▶ Soal untuk Dikerjakan
• a. Sebutkan semua tokoh yang disebut dengan nama dirinya dalam teks bacaan tentang rombongan haji Abu Bakar, kecuali Nabi Saw.
• b. Tulislah kelanjutan teks bacaan tentang rombongan haji Abu Bakar, dimulai sesudah kalimat terakhirnya.

▶ Teks Bacaan
──────
Diutuslah Abu Bakar untuk menemani
kafilah. Inilah tugas pertama Abu
Bakar sebagai pimpinan rombongan. Di
Dzat al-Salasil, ia ikut di bawah
komanda Amr bin ‘Ash. Demikianlah
sejarah mencatatnya. Nabi Saw sendiri
tinggal di Madinah tahun itu dan baru
berhaji setahun kemudian. Setahun
sebelumnya, Makkah sudah ditaklukkan.
Ka’bah sudah dibersihkan dari ratusan
berhala yang mengitarinya. Adalah Ali
yang naik di atas punggung Nabi untuk
menghancurkan berhala terbesar kala
itu. Bila bukan karena titah Nabi,
manalah berani menapak pundak yang
suci itu.
Ketika jemaah tengah berangkat ke
Makkah itulah turun ayat-ayat pertama
Surat al-Taubah: (Inilah pernyataan)
pemutusan hubungan dari Allah dan
Rasul-Nya (yang dihadapkan) kepada
orang-orang musyrikin yng kamu (kaum
Muslimin) telah mengadakan perjanjian
(dengan mereka). Maka berjalanlah
kamu (kaum musyrikin) di muka bumi
selama empat bulan dan ketahuilah
bahwa sesungguhnya kamu tidak akan
dapat melemahkan Allah, dan
sesungguhnya Allah menghinakan
orang-orang kafir.
Nabi Saw kemudian memerintahkan Ali
untuk menyusul rombongan. Ali memacu
kudanya dengan cepat. Dan berhasil
bergabung bersama jamaah tepat
sebelum mereka sampai di Makkah.
Sempat ada sedikit dialog antara Ali
dan Abu Bakar. Perihal siapa yang
diperintahkan membacakan ayat-ayat
Tuhan itu. Menurut Ibnu Ishaq dan
Muhammad Haykal, Nabi Saw bersabda:
“Bacakan ayat-ayat pertama Al-Taubah
ini pada hari pengurbanan di Mina.”
──────
▶ Data Tercatat
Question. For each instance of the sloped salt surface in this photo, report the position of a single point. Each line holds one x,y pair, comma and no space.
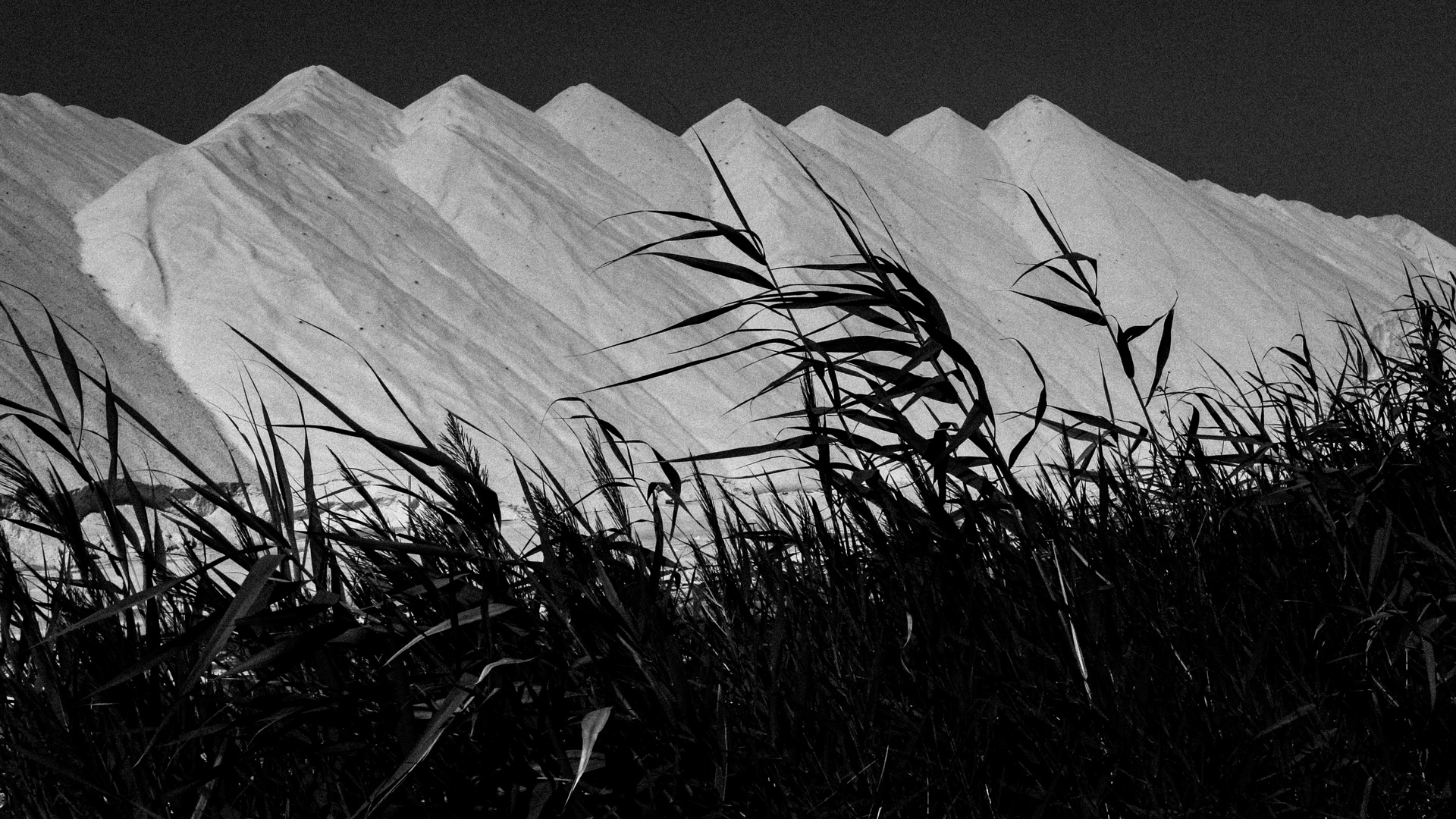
──────
▶ Jawaban Setiap Soal
• a. Abu Bakar, Amr bin ‘Ash, Ali, Ibnu Ishaq, Muhammad Haykal

• b.
Segera setelah ayat-ayat awal itu
dibacakan, Ali kemudian berkata:
“Sesungguhnya aku adalah utusannya
Utusan Tuhan Semesta Alam (ana
rasuulu rasuuli Rabbil ‘Aalamin). Aku
telah diperintahkan untuk
menyampaikan kepadamu bahwa tidak ada
penyembah berhala yang akan masuk
surga. Tidak ada orang kafir dan
musyrik yang boleh datang dan
berhaji. Tidak boleh ada yang tawaf
dalam keadaan telajang. Siapa pun
yang punya perjanjian dengan Sang
Nabi, akan ditepati hingga waktunya.
Empat bulan masa bagi setiap kabilah
untuk kembali ke kampungnya dengan
aman. Setelah itu, kewajiban Sang
Nabi pada kalian telah usai.”
Ali membacakan ayat-ayat itu kepada
orang-orang kafir. Sejak saat itu,
rumah Tuhan disucikan dari orang yang
tak beriman.
Setahun sebelumnya, Ali membersihkan
rumah Tuhan dari berhala-berhala yang
sudah ada sejak masa sebelumnya.
Kini, Ali membersihkan rumah Tuhan
dari berhala-berhala yang akan datang
kemudian.
Menurut Sayyid Ali Asghar Rizvy, Ali
telah mengemban misi Sang Nabi.
Menurut ayat-ayat Al-Qur’an, misi
seorang Nabi adalah: membacakan ayat
Tuhan untuk manusia, membimbing
mereka dengan hikmah, mensucikan
mereka, dan memberikan pada mereka
pengetahuan (rujuk ayat-ayat QS.
2:151; 3:164; dan 62:2). Dalam banyak
ayat lainnya, membacakan ayat Tuhan
untuk manusia tidak pernah
terpisahkan dari tugas kenabian.
Lalu, mengapa Al-Taubah tanpa
basmalah?
Beberapa pendapat. Untuk menjawab
pertanyaan itu, kita harus melihat
Surat sebelumnya di dalam penyusunan
ayat-ayat Al-Qur’an sekarang ini.
Yaitu surat Al-Anfal. Berikut dua
pendapat berkenaan dengan tiadanya
“basmalah” dikaitkan dengan posisi
surat. Menurut Ubay bin Ka’ab, surat
Al-Taubah tanpa basmalah karena ia
didekatkan dengan surat Al-Anfal.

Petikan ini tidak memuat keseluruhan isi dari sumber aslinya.